Assigned task = Find and copy each line of the data that includes "side".

== Segment start ==

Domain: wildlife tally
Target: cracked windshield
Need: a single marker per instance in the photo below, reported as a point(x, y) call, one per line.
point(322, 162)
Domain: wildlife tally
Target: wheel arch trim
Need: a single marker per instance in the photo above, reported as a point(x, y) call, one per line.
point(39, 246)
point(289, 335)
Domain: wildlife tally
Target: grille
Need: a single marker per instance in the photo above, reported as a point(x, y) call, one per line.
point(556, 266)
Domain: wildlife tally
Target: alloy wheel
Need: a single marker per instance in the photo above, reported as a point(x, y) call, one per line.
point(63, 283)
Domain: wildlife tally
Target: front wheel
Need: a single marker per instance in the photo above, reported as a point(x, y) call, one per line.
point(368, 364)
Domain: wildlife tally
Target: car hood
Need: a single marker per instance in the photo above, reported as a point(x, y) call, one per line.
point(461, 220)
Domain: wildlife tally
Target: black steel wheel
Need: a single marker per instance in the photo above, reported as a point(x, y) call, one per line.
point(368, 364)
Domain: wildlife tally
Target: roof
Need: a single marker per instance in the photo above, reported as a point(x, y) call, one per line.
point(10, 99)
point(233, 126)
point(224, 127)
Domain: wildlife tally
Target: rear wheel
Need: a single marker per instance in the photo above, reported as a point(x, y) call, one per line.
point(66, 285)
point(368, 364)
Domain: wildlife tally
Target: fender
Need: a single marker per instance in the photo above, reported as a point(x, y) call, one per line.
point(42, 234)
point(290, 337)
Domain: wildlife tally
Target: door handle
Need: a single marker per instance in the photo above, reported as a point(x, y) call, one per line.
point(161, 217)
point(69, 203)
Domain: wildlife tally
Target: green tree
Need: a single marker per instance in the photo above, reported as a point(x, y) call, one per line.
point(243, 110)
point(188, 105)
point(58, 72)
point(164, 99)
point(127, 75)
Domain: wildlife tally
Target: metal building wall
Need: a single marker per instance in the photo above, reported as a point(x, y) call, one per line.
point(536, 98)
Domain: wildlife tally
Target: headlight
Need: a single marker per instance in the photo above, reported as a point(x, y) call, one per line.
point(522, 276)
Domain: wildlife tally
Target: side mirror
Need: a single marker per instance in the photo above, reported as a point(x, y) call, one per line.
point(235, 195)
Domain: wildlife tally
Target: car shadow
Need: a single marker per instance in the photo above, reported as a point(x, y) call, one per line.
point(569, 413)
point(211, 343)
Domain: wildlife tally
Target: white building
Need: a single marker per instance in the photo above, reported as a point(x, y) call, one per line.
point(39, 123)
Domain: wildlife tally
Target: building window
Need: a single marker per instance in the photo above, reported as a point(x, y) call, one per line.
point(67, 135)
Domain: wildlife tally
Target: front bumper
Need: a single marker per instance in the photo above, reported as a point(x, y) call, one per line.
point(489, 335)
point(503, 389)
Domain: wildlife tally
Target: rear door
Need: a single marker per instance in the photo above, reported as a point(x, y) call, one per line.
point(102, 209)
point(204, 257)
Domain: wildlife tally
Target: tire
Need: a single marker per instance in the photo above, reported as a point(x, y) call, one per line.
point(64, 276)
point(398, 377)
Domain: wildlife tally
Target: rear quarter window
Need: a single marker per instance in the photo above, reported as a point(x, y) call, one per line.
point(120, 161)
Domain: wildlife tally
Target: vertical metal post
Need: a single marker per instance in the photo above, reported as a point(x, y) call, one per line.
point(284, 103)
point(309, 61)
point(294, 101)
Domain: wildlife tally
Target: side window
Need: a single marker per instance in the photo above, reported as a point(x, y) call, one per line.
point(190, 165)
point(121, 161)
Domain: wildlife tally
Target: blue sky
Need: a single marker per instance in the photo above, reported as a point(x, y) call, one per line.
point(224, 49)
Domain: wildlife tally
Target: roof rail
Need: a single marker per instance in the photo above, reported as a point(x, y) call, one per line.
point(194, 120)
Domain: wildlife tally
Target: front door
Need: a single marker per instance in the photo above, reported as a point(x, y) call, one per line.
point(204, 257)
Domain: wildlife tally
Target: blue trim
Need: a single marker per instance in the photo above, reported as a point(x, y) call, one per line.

== Segment end ==
== Segment start ==

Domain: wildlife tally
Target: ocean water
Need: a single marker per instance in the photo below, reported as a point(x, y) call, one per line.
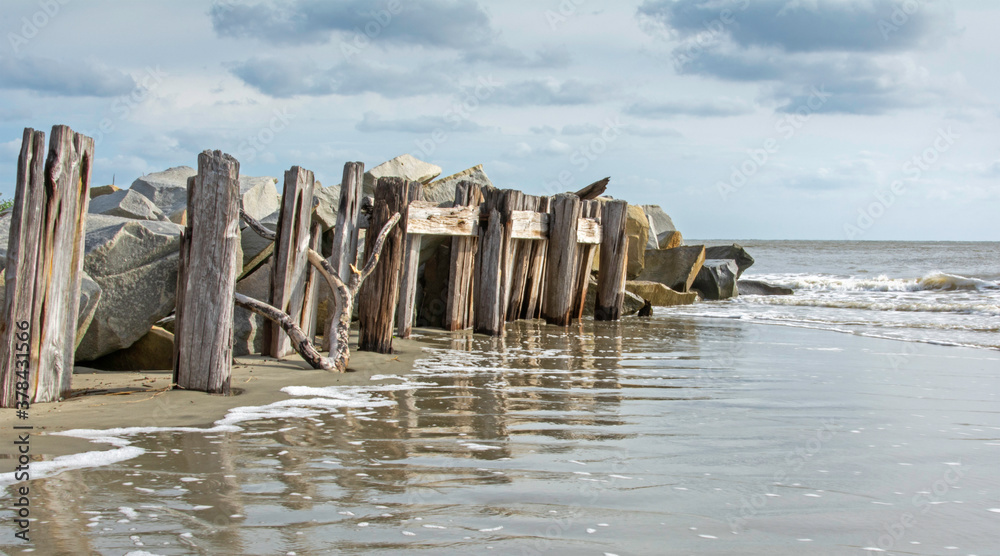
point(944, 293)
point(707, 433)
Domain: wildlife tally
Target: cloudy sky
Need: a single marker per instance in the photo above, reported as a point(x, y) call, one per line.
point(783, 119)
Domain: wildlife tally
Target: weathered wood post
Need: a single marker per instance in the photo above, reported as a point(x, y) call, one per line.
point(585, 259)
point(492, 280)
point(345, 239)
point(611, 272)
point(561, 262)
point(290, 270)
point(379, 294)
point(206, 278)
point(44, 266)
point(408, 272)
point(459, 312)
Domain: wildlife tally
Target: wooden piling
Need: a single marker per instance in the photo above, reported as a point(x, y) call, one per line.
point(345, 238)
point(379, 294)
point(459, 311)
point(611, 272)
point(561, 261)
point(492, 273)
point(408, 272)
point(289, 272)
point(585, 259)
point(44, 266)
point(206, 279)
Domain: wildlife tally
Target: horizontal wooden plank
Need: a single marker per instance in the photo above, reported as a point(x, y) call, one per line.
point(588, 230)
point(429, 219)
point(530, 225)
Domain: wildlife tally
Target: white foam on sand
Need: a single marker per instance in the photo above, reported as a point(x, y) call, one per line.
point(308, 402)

== Segment end ==

Written answer =
Target: side mirror
Target: side window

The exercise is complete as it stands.